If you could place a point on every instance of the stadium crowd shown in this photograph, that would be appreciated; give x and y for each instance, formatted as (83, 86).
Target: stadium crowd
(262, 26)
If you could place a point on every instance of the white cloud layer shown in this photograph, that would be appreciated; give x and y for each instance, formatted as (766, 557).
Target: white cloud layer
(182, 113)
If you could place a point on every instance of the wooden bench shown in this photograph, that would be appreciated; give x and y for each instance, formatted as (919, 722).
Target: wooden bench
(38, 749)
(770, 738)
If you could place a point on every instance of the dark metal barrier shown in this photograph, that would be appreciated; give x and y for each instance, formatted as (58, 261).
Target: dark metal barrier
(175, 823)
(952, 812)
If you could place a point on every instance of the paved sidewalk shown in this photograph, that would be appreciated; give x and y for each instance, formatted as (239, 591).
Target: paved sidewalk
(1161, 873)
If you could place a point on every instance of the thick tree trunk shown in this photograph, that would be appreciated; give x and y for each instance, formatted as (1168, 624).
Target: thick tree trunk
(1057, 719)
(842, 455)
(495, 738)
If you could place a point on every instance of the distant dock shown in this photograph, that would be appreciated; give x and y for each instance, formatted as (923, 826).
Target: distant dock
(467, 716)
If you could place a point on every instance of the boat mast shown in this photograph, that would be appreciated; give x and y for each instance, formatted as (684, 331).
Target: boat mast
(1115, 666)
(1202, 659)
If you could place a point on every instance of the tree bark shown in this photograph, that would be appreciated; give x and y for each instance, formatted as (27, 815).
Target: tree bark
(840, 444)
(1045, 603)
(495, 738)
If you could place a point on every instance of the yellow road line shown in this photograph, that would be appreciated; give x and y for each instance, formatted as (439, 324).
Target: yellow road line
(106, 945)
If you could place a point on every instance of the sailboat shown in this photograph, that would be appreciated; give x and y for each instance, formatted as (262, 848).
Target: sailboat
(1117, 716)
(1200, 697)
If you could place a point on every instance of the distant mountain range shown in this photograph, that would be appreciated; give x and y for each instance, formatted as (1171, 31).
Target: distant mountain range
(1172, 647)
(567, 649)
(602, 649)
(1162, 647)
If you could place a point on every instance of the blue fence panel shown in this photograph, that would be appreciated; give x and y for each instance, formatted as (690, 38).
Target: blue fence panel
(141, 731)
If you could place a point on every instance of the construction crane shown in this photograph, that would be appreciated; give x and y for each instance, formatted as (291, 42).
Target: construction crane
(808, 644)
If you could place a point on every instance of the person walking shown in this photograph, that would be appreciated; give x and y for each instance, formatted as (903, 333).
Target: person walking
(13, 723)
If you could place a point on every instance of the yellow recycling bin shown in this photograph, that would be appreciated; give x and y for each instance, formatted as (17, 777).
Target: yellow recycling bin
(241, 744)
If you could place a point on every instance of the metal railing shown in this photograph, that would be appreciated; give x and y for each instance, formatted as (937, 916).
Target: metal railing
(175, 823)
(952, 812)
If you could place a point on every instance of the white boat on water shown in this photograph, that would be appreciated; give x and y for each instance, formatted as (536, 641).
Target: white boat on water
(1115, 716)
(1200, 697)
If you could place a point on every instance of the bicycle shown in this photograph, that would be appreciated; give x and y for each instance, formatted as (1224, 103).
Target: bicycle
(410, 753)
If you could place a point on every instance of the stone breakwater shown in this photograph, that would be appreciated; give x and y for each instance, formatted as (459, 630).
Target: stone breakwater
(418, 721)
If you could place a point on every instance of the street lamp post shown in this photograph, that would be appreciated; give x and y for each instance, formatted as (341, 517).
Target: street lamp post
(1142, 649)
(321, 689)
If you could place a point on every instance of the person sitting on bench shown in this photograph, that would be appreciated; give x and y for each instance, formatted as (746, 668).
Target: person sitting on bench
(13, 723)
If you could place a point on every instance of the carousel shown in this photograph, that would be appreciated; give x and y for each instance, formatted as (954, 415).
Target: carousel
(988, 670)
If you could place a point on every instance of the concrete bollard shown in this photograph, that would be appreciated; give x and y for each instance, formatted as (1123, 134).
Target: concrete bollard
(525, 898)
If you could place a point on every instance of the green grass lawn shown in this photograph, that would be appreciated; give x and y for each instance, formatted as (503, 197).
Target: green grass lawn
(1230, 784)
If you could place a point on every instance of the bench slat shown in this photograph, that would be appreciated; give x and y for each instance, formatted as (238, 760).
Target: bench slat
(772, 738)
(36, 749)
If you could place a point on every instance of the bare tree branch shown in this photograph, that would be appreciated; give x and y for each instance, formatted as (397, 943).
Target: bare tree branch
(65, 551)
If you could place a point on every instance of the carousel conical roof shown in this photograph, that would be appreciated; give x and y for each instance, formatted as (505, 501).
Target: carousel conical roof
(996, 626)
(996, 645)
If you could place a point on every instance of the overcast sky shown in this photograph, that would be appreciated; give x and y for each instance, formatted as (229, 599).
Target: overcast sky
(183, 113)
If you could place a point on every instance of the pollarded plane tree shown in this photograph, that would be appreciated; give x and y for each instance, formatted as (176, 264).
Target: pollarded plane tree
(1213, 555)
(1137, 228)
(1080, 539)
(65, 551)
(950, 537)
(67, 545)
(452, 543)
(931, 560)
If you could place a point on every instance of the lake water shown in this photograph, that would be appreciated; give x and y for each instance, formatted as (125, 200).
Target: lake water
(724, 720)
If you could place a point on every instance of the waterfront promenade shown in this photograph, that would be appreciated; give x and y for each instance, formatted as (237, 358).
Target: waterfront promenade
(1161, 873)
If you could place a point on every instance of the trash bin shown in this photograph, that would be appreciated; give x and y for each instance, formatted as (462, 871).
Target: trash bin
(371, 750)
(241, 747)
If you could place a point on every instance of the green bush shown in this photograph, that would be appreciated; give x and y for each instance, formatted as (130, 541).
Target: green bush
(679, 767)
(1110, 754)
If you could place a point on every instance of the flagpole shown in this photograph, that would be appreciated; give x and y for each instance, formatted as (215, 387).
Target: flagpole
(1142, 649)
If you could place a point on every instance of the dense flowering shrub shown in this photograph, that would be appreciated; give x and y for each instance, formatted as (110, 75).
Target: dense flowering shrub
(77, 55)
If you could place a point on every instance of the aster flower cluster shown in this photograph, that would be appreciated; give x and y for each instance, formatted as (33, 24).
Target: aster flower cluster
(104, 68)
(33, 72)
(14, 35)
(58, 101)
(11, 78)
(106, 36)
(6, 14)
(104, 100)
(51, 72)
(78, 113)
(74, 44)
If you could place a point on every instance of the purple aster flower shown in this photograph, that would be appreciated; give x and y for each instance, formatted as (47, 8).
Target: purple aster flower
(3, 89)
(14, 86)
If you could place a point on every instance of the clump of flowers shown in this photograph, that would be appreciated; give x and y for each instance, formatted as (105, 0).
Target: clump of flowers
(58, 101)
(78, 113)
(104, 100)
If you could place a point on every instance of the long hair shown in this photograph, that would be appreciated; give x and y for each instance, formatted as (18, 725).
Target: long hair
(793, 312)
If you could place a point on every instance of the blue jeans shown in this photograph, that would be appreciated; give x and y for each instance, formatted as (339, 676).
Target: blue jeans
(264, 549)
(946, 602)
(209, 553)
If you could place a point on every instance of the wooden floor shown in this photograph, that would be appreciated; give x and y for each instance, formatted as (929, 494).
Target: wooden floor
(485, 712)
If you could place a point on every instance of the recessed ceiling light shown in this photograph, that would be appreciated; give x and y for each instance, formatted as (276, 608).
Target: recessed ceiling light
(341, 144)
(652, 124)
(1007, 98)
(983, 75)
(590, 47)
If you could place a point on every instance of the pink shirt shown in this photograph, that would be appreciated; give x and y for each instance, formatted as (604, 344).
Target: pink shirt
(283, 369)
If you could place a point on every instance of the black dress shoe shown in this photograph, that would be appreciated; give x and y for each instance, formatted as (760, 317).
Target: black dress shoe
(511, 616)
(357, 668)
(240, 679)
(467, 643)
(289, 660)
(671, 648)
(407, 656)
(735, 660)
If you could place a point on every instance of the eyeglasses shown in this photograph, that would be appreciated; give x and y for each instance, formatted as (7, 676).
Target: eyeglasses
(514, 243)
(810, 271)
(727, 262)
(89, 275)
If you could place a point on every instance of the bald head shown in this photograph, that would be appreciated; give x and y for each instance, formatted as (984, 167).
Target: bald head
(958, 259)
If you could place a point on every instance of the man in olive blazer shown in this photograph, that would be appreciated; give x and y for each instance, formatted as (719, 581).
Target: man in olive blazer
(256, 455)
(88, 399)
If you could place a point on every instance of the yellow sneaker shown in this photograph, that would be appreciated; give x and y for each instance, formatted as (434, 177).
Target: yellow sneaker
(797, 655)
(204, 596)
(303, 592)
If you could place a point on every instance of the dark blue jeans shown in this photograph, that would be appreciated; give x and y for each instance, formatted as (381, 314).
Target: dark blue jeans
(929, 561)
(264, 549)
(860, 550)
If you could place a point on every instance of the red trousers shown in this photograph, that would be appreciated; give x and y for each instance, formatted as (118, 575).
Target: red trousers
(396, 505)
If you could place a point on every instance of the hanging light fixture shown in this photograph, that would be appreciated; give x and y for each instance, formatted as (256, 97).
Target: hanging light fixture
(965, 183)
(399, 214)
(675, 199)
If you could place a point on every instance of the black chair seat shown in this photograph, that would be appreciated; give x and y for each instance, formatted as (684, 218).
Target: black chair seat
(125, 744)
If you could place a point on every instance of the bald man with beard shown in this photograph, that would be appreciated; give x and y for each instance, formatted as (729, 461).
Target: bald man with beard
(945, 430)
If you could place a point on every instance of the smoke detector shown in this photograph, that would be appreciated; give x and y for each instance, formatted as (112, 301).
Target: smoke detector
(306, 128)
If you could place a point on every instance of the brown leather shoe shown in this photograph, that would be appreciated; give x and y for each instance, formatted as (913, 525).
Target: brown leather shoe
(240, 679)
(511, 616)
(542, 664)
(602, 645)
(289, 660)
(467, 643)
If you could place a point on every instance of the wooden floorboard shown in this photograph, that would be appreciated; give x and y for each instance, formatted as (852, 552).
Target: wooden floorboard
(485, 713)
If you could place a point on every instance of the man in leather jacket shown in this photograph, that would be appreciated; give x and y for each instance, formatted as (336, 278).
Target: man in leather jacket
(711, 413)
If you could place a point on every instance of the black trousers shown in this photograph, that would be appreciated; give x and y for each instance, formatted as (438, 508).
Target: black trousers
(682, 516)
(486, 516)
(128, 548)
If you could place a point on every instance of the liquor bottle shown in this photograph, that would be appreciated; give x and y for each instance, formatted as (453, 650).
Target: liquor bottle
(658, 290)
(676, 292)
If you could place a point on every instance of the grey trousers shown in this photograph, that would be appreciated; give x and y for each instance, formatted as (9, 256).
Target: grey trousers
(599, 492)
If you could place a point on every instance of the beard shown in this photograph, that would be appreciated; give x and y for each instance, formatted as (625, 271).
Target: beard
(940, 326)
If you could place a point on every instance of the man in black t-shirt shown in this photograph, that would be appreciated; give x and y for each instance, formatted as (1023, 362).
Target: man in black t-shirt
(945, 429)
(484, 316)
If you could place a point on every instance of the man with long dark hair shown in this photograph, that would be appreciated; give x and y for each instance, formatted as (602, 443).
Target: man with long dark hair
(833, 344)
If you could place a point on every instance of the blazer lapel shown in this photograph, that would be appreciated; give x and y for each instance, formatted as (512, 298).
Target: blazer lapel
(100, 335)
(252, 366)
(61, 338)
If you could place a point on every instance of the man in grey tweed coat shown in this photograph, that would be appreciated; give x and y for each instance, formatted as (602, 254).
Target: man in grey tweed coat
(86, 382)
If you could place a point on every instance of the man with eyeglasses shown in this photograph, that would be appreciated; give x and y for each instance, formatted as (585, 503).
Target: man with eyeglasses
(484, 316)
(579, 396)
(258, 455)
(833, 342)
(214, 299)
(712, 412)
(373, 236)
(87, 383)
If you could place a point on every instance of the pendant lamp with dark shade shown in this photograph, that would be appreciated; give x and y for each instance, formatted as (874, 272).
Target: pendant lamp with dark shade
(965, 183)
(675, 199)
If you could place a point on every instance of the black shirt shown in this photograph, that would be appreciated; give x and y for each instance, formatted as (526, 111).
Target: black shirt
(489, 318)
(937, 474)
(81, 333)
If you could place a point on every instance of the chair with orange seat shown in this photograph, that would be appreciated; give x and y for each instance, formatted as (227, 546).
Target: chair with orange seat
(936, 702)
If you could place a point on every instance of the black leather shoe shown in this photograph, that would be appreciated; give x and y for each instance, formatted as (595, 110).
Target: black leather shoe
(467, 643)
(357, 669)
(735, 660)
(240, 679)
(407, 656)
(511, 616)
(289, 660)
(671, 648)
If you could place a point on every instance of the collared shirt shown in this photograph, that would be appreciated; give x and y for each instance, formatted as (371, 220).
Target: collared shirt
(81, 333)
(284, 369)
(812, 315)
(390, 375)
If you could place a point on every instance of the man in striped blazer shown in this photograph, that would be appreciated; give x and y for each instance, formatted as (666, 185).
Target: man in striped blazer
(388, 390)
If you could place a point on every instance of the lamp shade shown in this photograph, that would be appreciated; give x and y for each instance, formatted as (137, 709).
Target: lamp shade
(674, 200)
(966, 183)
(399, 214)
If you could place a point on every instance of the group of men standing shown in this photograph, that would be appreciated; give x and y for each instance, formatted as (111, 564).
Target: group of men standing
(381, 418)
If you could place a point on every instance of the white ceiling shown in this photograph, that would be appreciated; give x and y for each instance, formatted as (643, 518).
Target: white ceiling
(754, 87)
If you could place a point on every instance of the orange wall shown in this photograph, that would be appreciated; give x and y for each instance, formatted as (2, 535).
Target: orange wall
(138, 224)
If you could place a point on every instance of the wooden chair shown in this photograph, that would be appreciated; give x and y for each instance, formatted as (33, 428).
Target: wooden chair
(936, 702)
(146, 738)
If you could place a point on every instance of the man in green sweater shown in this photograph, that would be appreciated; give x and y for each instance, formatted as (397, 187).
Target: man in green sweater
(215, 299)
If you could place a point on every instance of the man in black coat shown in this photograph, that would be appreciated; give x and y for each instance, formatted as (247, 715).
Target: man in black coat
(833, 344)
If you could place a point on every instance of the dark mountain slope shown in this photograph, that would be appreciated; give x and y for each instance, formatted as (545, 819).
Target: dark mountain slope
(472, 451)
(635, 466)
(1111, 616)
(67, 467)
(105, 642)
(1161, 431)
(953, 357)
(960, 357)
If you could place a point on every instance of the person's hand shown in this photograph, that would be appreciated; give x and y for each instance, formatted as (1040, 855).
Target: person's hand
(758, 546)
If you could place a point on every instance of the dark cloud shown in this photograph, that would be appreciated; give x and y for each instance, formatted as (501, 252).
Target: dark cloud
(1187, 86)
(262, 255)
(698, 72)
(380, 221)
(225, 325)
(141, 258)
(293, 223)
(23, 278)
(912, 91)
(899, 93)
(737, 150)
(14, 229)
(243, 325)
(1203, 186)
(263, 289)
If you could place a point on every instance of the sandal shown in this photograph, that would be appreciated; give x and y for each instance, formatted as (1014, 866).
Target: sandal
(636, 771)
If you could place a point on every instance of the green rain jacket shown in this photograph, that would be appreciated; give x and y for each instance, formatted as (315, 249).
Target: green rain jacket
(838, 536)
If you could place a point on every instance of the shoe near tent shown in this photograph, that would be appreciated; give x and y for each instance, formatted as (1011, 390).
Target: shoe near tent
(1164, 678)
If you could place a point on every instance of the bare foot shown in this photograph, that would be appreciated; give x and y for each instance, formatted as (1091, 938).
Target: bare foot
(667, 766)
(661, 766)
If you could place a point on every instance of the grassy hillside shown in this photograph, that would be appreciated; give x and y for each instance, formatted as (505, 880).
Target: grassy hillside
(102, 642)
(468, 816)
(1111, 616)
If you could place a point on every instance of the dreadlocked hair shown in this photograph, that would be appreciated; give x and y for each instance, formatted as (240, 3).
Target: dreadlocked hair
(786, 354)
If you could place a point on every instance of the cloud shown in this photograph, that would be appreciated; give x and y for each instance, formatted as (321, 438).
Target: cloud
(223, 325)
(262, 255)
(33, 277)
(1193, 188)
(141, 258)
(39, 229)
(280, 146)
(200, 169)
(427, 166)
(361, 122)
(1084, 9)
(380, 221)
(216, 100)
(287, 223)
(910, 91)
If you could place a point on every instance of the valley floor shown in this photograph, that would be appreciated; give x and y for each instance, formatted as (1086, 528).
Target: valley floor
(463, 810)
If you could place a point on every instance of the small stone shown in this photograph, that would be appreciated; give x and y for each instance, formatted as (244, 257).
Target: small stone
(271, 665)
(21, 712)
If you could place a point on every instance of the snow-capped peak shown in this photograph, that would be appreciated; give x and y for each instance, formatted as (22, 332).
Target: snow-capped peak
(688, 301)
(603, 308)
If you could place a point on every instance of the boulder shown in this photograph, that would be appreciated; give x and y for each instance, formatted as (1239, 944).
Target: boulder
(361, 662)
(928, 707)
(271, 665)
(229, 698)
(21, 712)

| Problem to work on |
Copy the rows above exactly, from the first line through the line containing "(1202, 659)", including that line.

| Solution to this exercise |
If you could place a point on every instance of the stadium crowd shown in this photograph, that would be appreciated; give x and y for each instance, formatted as (83, 86).
Target: stadium crowd
(262, 26)
If you could place a point on every instance of the white cloud layer shown in this photograph, that would be appreciated; give x and y for each instance, formatted as (766, 557).
Target: white cloud layer
(182, 113)
If you could place a point on every instance of the wooden bench shown in this photograph, that would be appreciated; give x and y for each instance, formatted as (919, 722).
Target: wooden bench
(38, 749)
(770, 738)
If you could place a point on every instance of the dark metal barrier shown in this photograph, that would be appreciated; give x and y for each instance, formatted as (58, 261).
Target: dark metal barrier
(175, 823)
(952, 812)
If you could place a point on every instance of the paved sidewalk shown in this photograph, that would be appreciated; give x and y for each instance, formatted as (239, 591).
Target: paved sidewalk
(1161, 873)
If you could place a point on every instance of the thick tree trunk shown in this photograph, that would be appreciated; give x and y for each instance, formatted as (1168, 624).
Target: thick tree trunk
(1057, 719)
(842, 455)
(495, 738)
If you could place a point on every instance of the distant dock shown in this photograph, that would be appreciated; give x and y for each instance, formatted as (923, 826).
Target: distant dock
(467, 716)
If you could place a point on every instance of the boat mast shown in this photograph, that would be appreciated; give x and y for each instance, formatted as (684, 331).
Target: boat mast
(1115, 666)
(1202, 659)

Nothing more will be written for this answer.